WHAT YOU WILL DO>
Copy every one of the records below verbatim, reproducing each line without alteration.

____ MATERIAL PROVIDED

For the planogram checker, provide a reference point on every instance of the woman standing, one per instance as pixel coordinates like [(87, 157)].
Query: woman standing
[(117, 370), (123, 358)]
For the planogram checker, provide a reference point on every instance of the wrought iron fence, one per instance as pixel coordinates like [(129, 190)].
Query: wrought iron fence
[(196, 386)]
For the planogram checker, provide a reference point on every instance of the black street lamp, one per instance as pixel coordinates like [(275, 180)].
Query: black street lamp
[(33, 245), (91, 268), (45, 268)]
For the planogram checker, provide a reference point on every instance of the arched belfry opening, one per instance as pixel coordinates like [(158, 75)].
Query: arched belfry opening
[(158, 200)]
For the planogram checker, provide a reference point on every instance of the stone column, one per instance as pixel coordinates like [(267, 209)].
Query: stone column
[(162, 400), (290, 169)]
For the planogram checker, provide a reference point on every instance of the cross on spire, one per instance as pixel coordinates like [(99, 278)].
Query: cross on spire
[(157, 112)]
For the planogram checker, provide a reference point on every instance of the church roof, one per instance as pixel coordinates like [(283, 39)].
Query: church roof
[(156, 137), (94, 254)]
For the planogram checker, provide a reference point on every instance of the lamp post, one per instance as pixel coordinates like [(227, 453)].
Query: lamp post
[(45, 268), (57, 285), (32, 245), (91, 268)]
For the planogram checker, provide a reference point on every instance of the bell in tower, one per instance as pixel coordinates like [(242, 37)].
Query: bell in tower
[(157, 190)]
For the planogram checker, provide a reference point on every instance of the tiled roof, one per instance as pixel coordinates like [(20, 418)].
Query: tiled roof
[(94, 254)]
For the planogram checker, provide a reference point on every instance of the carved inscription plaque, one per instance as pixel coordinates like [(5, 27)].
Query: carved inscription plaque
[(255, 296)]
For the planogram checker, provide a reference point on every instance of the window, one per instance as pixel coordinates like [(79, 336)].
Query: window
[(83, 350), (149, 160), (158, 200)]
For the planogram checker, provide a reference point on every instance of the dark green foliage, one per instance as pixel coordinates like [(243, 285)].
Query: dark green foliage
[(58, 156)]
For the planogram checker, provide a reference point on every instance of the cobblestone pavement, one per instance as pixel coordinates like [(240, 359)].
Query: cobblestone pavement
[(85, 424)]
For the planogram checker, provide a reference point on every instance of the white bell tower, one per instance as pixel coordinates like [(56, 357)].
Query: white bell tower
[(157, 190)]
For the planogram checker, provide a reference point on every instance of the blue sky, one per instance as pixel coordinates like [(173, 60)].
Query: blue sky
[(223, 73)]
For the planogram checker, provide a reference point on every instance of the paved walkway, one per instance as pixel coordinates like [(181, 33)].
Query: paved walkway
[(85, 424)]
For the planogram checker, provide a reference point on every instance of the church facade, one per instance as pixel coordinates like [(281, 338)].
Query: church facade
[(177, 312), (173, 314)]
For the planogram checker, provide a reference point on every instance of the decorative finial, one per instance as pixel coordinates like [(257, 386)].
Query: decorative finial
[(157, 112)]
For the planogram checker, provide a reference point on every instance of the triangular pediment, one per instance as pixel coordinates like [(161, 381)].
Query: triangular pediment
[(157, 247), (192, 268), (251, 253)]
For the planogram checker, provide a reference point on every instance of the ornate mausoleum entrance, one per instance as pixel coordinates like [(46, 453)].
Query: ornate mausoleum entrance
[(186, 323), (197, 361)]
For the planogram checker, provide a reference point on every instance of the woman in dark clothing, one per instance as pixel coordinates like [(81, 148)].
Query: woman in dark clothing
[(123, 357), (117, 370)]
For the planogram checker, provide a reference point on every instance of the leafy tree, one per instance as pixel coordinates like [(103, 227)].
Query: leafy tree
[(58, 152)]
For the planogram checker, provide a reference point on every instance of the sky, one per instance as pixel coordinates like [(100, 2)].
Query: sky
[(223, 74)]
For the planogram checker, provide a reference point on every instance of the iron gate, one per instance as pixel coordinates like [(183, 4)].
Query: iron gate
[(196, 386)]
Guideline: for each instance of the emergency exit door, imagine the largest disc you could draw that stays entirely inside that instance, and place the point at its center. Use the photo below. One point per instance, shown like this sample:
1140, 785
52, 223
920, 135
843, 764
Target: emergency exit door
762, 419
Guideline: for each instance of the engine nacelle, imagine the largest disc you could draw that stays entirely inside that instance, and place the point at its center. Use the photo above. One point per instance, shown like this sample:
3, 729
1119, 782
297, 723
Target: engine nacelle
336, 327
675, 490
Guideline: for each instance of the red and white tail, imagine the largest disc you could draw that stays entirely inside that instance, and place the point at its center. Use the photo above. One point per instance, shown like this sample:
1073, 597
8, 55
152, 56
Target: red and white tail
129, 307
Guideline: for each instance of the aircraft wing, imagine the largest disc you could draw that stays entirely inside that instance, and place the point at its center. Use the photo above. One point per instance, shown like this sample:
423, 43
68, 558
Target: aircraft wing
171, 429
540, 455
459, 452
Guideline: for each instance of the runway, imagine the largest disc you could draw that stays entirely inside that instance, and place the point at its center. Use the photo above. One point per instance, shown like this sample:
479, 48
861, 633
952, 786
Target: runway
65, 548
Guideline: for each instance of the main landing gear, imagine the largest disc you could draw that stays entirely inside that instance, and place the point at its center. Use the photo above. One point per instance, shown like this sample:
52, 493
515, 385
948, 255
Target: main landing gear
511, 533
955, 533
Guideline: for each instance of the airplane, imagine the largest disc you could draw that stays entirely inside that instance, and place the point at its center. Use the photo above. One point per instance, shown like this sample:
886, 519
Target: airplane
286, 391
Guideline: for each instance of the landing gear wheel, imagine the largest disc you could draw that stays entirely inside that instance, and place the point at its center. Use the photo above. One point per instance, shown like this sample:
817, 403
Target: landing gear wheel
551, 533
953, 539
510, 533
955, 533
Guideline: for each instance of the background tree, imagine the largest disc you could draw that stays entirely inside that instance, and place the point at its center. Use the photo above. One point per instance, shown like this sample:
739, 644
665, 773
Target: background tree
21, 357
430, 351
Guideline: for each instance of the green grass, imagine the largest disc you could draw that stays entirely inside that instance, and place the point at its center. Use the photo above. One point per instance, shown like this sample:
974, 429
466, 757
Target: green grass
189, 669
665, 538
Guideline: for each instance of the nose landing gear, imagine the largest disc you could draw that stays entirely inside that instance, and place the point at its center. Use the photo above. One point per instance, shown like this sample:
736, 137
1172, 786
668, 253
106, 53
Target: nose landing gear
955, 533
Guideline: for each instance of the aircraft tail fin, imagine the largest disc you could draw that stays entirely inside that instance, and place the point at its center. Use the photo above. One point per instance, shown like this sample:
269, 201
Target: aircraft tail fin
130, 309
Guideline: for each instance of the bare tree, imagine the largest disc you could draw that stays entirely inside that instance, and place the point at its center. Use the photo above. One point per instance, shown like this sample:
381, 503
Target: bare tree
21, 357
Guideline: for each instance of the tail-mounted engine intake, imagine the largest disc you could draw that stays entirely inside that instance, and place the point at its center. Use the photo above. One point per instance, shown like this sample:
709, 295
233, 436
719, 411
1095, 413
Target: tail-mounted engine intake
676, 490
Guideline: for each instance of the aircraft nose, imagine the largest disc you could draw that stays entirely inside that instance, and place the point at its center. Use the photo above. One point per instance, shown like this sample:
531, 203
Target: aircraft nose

________

ANSWER TO THIS EXERCISE>
For the planogram checker, provide a reference point on every instance of the woman standing, one per instance as pixel coordinates like [(87, 157)].
Query: woman standing
[(117, 370), (123, 358)]
For the planogram checker, provide a reference point on every instance of the wrought iron fence, one per instance as pixel coordinates like [(129, 190)].
Query: wrought iron fence
[(196, 386)]
For the planogram checker, provide a reference point on every instance of the black street lamp, one per instance as pixel coordinates like [(275, 180)].
Query: black street lamp
[(33, 245), (91, 268), (45, 268)]
For the planogram checker, provide a reference point on every instance of the arched belfry opening, one per instance as pixel coordinates like [(158, 75)].
Query: arched belfry opening
[(158, 200)]
For the planogram checker, provide a reference point on every instance of the stone column, one per instance as pixel coordinates like [(267, 209)].
Query: stone column
[(162, 400), (290, 169)]
For the planogram checker, provide a reference point on every instance of the cross on spire, one per instance as pixel coordinates like [(99, 278)].
Query: cross on spire
[(157, 112)]
For the planogram checker, provide a reference point on every instance of the church roof, one per instance as pixel coordinates like [(283, 39)].
Query: church roof
[(156, 137), (94, 254)]
For the planogram checker, provide a reference point on every instance of the lamp post, one per instance as pixel coordinates like [(227, 453)].
Query: lamp post
[(45, 268), (57, 285), (32, 245), (91, 268)]
For the planogram checker, provide a reference point on every instance of the bell in tower, one per instance as pixel coordinates like [(242, 37)].
Query: bell in tower
[(157, 190)]
For the planogram checker, provide a reference point on every instance of the tiled roof, one per instance as pixel coordinates like [(20, 418)].
Query: tiled roof
[(94, 254)]
For the planogram checker, provide a reference point on every instance of the carved inscription plaque, one per instance as pixel coordinates like [(5, 27)].
Query: carved inscription plaque
[(255, 296)]
For the planogram checker, provide a reference point on every instance of the window, one per instance as pixel coordinates like [(79, 336)].
Query: window
[(83, 350), (149, 160), (158, 200)]
For the planogram checker, provide a reference point on every instance of the dark green foliage, one per instance as pixel coordinates like [(243, 285)].
Query: dark green foliage
[(58, 156)]
For the planogram checker, provide a reference point on every instance of the cobblestone pavement, one per instance as pixel coordinates like [(240, 359)].
Query: cobblestone pavement
[(85, 424)]
For the planogram checker, provide a reference point on every instance of the white bell tower, one per instance as pixel coordinates like [(56, 357)].
Query: white bell tower
[(157, 190)]
For the planogram checker, provide a reference point on every instance of the blue sky, one per instance as pixel coordinates like [(173, 60)].
Query: blue sky
[(223, 73)]
For the planogram checker, provide a reference point on every instance of the paved walkway, one per instance as pixel coordinates like [(181, 33)].
Query: paved walkway
[(85, 424)]
For the planogram checker, provide a reference point on every instance of the church facade, one per instance as pixel coordinates like [(281, 338)].
Query: church facade
[(177, 312), (173, 314)]
For the planogram checker, provide a reference point on every instance of the decorative finial, one per instance as pixel coordinates like [(257, 386)].
Query: decorative finial
[(157, 112)]
For the planogram checker, provide a reference point on every instance of the triangular pediment, one per instance as pixel coordinates like [(161, 381)].
Query: triangular pediment
[(157, 247), (192, 268), (251, 253)]
For the planogram checker, provide a reference point on every instance of the ornate mausoleum entrance, one per instance as pixel coordinates like [(46, 453)].
Query: ornate mausoleum entrance
[(186, 323), (197, 361)]
For the planogram checker, provide a reference point on every instance of the woman in dark clothing, one per instance as pixel coordinates like [(81, 148)].
Query: woman in dark clothing
[(123, 357), (117, 370)]
For the planogram checker, provide a reference point on every instance of the leafy tree, one per instance as pixel coordinates like [(103, 227)].
Query: leafy tree
[(58, 152)]
For the planogram checker, provide a reference point on every instance of the sky, one per instance as pixel coordinates like [(100, 2)].
Query: sky
[(223, 74)]
For the planogram checker, provide a reference point on every instance of the iron gate, one per instance as pixel coordinates like [(183, 4)].
Query: iron gate
[(196, 386)]
Guideline: for each instance of the emergency exit door, imagine the largest disc you could draw that stays entirely inside that instance, and place the point at its center. Use the photo below. One point per instance, shown like this sample:
1140, 785
52, 223
920, 135
843, 764
Target: emergency exit door
762, 419
Guideline: for each instance of the engine nacelle, imagine the largest disc you could draw that stays entirely inside that instance, and place the point at its center. Use the photo above. One point per instance, shown like this sample:
3, 729
1119, 782
297, 723
Target: engine nacelle
336, 327
675, 490
Guideline: for each instance of the red and white tail, imagine the largest disc you could draw that stays entirely inside that instance, and place the point at its center. Use the photo above. One point per instance, shown like this sample:
1073, 597
8, 55
152, 56
Target: red and white tail
129, 307
Guideline: for each instance of the aircraft wing, imagine the largest disc you could draw that stays entirely inside that instance, and place the point at its center. Use the photo above. One point per instance, shown like this sample:
423, 43
68, 558
Target: aircraft wing
171, 429
540, 455
459, 452
Guideline: for each instance of the runway, imagine the largest disc you could draw that stays entirely inside that instance, and place the point at its center. Use the photo above. One point per instance, shown like this sample:
479, 48
861, 633
952, 786
Target: runway
65, 548
Guideline: for each instance of the main landing gear, imagine the largest disc you could draw that stays entirely inside that instance, and place the point at its center. Use the photo above. One point per instance, shown like this sample:
52, 493
515, 385
948, 255
Target: main landing gear
511, 533
955, 533
Guideline: for each instance of the airplane, imagine the largest disc you could draw that stays entirely inside that instance, and place the point at its center. Use the photo above. One point per instance, shown like this sample:
886, 519
Target: airplane
286, 391
Guideline: for each instance of the landing gear wheel, imagine the largest disc you could draw that stays entirely inside that instance, and place the point at its center. Use the photo above. One point per instance, shown like this sample:
817, 403
Target: landing gear wheel
551, 533
953, 539
510, 533
955, 533
Guideline: for each instance of the background tree, imagine the largest disc you could draw that stays entirely inside that instance, and place the point at its center. Use the photo above. One point per instance, shown like this sample:
739, 644
665, 773
Target: background tree
21, 357
430, 351
Guideline: for each instance of the green grass, imagine the largest disc you could draw that stays entirely inside that instance, and place the point at its center. Use the photo above. One point per instance, shown like this sample:
974, 429
466, 757
Target: green grass
189, 669
665, 538
Guideline: for each instance of the nose landing gear, imagine the largest disc you could draw that stays entirely inside that instance, and place the point at its center. Use the photo above. One point per instance, shown like this sample:
736, 137
1172, 786
668, 253
106, 53
Target: nose landing gear
955, 533
Guideline: for each instance of the aircraft tail fin, imagine the largest disc you could draw that stays entirely inside that instance, and place the point at its center. Use the photo above. One point per instance, shown like this sample:
269, 201
Target: aircraft tail fin
130, 309
Guideline: for each instance of the bare tree, imagine the largest disc you could draw that stays entirely inside that instance, and place the point at its center. Use the photo above. One point per instance, shown like this sample:
381, 503
Target: bare tree
21, 357
Guideline: for each instance of the tail-mounted engine intake, imagine the largest disc you could draw that stays entirely inside that instance, and place the point at its center. Use the photo above. One point per instance, shown like this sample:
709, 295
233, 436
719, 411
1095, 413
Target: tail-mounted engine intake
676, 490
Guideline: for each instance of the aircraft nose, imagine the largest disc you could draw that stays entirely inside that instance, and place the point at its center. Use the photo above. One point per instance, shown like this sample:
531, 203
Target: aircraft nose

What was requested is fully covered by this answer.